[Records from a data source]
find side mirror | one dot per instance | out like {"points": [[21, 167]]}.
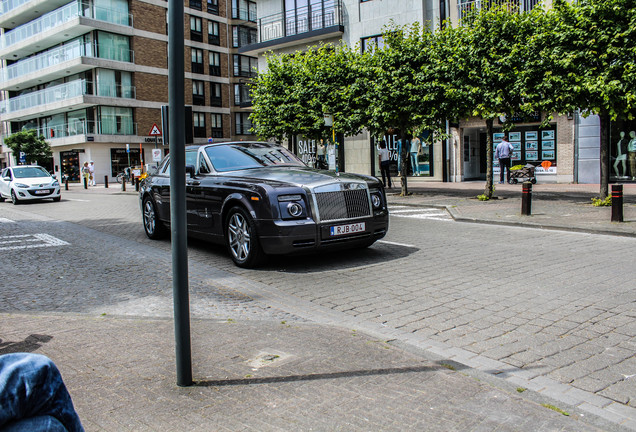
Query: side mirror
{"points": [[190, 170]]}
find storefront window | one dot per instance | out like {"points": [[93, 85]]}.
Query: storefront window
{"points": [[531, 145], [623, 151], [121, 159]]}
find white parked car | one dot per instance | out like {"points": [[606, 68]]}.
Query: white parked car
{"points": [[28, 182]]}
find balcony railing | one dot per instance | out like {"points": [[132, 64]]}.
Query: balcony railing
{"points": [[61, 16], [464, 7], [9, 5], [61, 54], [301, 20], [85, 127], [61, 93]]}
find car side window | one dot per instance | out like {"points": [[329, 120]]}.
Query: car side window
{"points": [[203, 165]]}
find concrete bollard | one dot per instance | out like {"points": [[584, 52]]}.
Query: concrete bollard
{"points": [[526, 199], [617, 203]]}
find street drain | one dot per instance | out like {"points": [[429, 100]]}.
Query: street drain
{"points": [[268, 358]]}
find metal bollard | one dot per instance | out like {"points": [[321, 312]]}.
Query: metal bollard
{"points": [[526, 199], [617, 203]]}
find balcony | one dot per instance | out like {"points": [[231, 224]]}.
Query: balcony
{"points": [[53, 100], [65, 23], [303, 25], [80, 128], [57, 63], [14, 13], [465, 6]]}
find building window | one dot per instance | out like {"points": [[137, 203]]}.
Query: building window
{"points": [[242, 36], [198, 120], [195, 29], [214, 36], [371, 43], [214, 60], [197, 60], [243, 124], [244, 10], [216, 98], [213, 7], [245, 66], [198, 93], [242, 95], [217, 125]]}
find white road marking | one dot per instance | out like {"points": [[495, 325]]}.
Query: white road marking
{"points": [[395, 244], [28, 241]]}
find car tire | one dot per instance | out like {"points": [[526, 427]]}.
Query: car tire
{"points": [[153, 227], [241, 238]]}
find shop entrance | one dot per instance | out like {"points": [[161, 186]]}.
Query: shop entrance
{"points": [[70, 165]]}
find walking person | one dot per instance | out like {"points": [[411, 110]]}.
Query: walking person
{"points": [[91, 172], [503, 153], [86, 173], [385, 162], [416, 148]]}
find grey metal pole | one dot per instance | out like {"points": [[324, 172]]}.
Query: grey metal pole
{"points": [[176, 103]]}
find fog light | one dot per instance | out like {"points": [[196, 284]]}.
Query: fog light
{"points": [[376, 201], [295, 209]]}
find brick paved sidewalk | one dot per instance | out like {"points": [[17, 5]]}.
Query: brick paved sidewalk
{"points": [[268, 376], [554, 206]]}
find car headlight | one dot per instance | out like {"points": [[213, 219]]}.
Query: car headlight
{"points": [[291, 206]]}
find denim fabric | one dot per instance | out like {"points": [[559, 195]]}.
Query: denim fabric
{"points": [[33, 396]]}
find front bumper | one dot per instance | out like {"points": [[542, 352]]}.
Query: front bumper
{"points": [[286, 237], [35, 193]]}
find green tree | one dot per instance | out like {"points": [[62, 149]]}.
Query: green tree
{"points": [[594, 51], [34, 147], [491, 61], [409, 88]]}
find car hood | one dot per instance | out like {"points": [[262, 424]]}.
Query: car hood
{"points": [[34, 181], [299, 176]]}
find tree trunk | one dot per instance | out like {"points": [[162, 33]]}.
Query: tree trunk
{"points": [[604, 120], [404, 163], [489, 158]]}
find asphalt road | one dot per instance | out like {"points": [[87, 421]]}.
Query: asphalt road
{"points": [[556, 309]]}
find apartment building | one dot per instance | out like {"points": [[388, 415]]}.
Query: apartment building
{"points": [[571, 143], [91, 77]]}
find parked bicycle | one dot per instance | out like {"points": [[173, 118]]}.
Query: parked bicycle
{"points": [[123, 176]]}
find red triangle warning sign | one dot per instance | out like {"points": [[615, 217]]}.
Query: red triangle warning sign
{"points": [[155, 130]]}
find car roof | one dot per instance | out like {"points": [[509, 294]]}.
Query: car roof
{"points": [[196, 146]]}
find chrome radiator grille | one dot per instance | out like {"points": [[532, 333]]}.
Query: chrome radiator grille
{"points": [[346, 204]]}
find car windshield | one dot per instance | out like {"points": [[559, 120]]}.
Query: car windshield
{"points": [[249, 155], [28, 172]]}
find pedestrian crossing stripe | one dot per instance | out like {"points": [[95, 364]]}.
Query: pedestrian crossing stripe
{"points": [[29, 241]]}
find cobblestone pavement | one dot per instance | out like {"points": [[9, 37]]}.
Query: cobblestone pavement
{"points": [[550, 311]]}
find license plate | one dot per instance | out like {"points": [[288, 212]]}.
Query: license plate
{"points": [[347, 229]]}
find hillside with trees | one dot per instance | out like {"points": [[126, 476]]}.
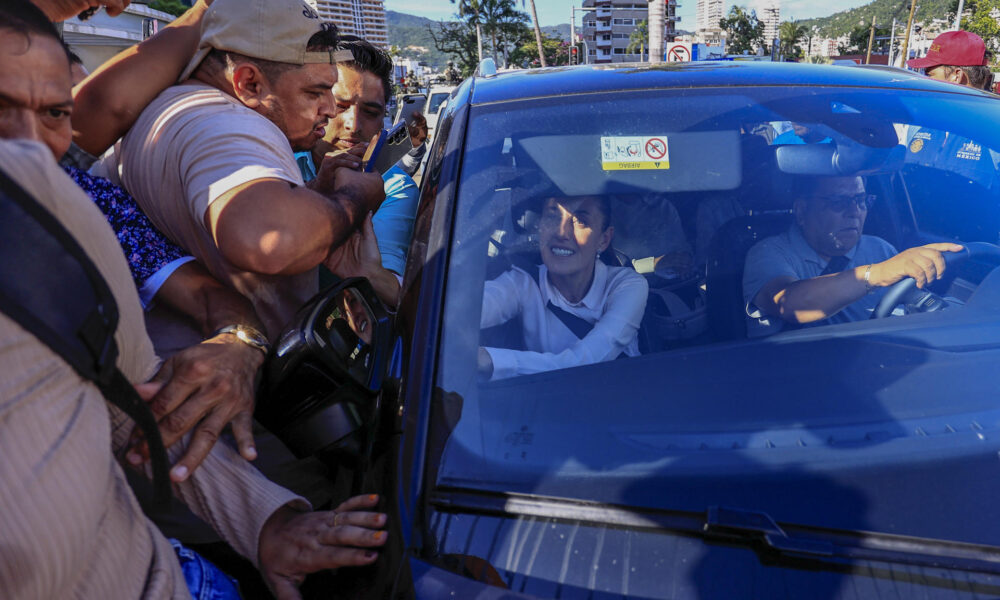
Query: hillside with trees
{"points": [[844, 22], [412, 36]]}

▸ **Exercise requirements**:
All entries must be written out again exactly as given, with no pictures in the copy.

▸ **Answer to this problem**:
find side mirror | one dot per instance | out like {"points": [[21, 167]]}.
Query: side mirror
{"points": [[190, 170]]}
find storefront window | one dot per instance | out like {"points": [[93, 85]]}.
Query: storefront window
{"points": [[531, 145], [623, 151], [121, 159]]}
find white parked car | one dot per instance | out like {"points": [[606, 68]]}.
Query: white parked car
{"points": [[28, 182]]}
find balcony railing | one dot per instance | out like {"points": [[132, 64]]}.
Query: balcony railing
{"points": [[61, 16], [464, 7], [9, 5], [61, 54], [301, 20], [85, 127], [61, 93]]}
find car side window | one dot per instance | out like {"points": [[329, 120]]}.
Query: car side window
{"points": [[203, 165]]}
find concrete bollard | one dot per instance | out like {"points": [[584, 52]]}.
Query: concrete bollard
{"points": [[526, 199], [617, 203]]}
find street drain | one dot per instance | out like {"points": [[429, 100]]}.
Query: street drain
{"points": [[268, 358]]}
find metal bollard | one dot per instance | out like {"points": [[321, 312]]}.
Query: metal bollard
{"points": [[526, 199], [617, 203]]}
find balcony | one dot per instance | out like {"points": [[231, 224]]}.
Query: balcony
{"points": [[53, 100], [65, 23], [303, 25], [80, 128], [57, 63], [14, 13], [465, 6]]}
find building window | one dot per instance | out like {"points": [[137, 203]]}.
Query: building window
{"points": [[242, 36], [198, 120], [195, 29], [214, 36], [371, 43], [214, 60], [197, 60], [243, 124], [244, 10], [216, 98], [213, 7], [245, 66], [198, 93], [242, 95], [217, 125]]}
find white road marking | one dot per instance | out like {"points": [[495, 325]]}.
Query: white road marking
{"points": [[395, 244], [28, 241]]}
find car tire | one dot per instance | out like {"points": [[526, 427]]}.
Query: car tire
{"points": [[153, 227], [241, 238]]}
find shop entrance | one dot per instance | out like {"points": [[161, 186]]}.
Query: shop entrance
{"points": [[70, 165]]}
find walking person | one dot per instance | out like {"points": [[411, 110]]}.
Query: walking person
{"points": [[91, 172], [503, 153], [86, 173], [385, 162], [416, 148]]}
find grey metal pole | one dot per instance | out like {"points": [[324, 172]]}.
Query: grey metal pole
{"points": [[176, 103]]}
find fog light | one dot per instance | out like {"points": [[196, 284]]}.
Query: fog light
{"points": [[376, 201], [295, 209]]}
find brick paved sidewalk | one dot per instance | out like {"points": [[17, 5]]}.
Query: brick paved sidewalk
{"points": [[268, 376], [554, 206]]}
find car headlight | one dot per instance | out like {"points": [[213, 219]]}.
Query: car headlight
{"points": [[291, 206]]}
find denim fabric | one dot per instance | out like {"points": [[559, 195]]}.
Query: denim fabric
{"points": [[33, 396]]}
find front bumper | one dot per instance | out like {"points": [[542, 352]]}.
Query: front bumper
{"points": [[286, 237], [35, 193]]}
find green tree | one dot per instance | out like {"points": [[62, 149]]}.
Query: green tree
{"points": [[594, 51], [34, 147], [491, 61], [409, 88]]}
find car hood | one dot per instance | out like {"points": [[262, 424]]}.
Query: car hood
{"points": [[34, 181], [299, 176]]}
find tree trunk | one dot per instance | out like {"points": [[162, 33]]}.
Query: tree trunk
{"points": [[604, 120], [404, 163], [489, 158]]}
find asphalt road | one dot per instance | out like {"points": [[87, 421]]}.
Query: asphalt road
{"points": [[556, 309]]}
find apartment building | one dot per instance | out like {"points": [[388, 415]]}.
Query: apartment building
{"points": [[571, 143], [91, 77]]}
find parked bicycle | one dot per instance | out like {"points": [[173, 118]]}.
Query: parked bicycle
{"points": [[123, 176]]}
find red triangle warning sign | one dot per instance | out like {"points": [[615, 217]]}.
Query: red triangle warning sign
{"points": [[155, 130]]}
find car roof | one dot per instance | out like {"points": [[509, 294]]}.
Query: car roof
{"points": [[196, 146]]}
find chrome radiator grille | one dot per instance | out like {"points": [[532, 333]]}.
Query: chrome radiator grille
{"points": [[346, 204]]}
find car windshield | one dot per instance | out like {"points": [[559, 120]]}.
Query: car windshield
{"points": [[249, 155], [28, 172]]}
find pedestrian crossing stripe | one dot per instance | out like {"points": [[95, 364]]}.
Query: pedestrian crossing stripe
{"points": [[29, 241]]}
find cobblestone pavement | one dot per instance | out like {"points": [[9, 37]]}.
Query: cobblestone pavement
{"points": [[550, 311]]}
find license plate | one dot per instance | out like {"points": [[288, 212]]}.
Query: license plate
{"points": [[347, 229]]}
find hillside with trees | one dot per instance | out like {"points": [[126, 476]]}.
Query: hillside with trees
{"points": [[844, 22], [412, 36]]}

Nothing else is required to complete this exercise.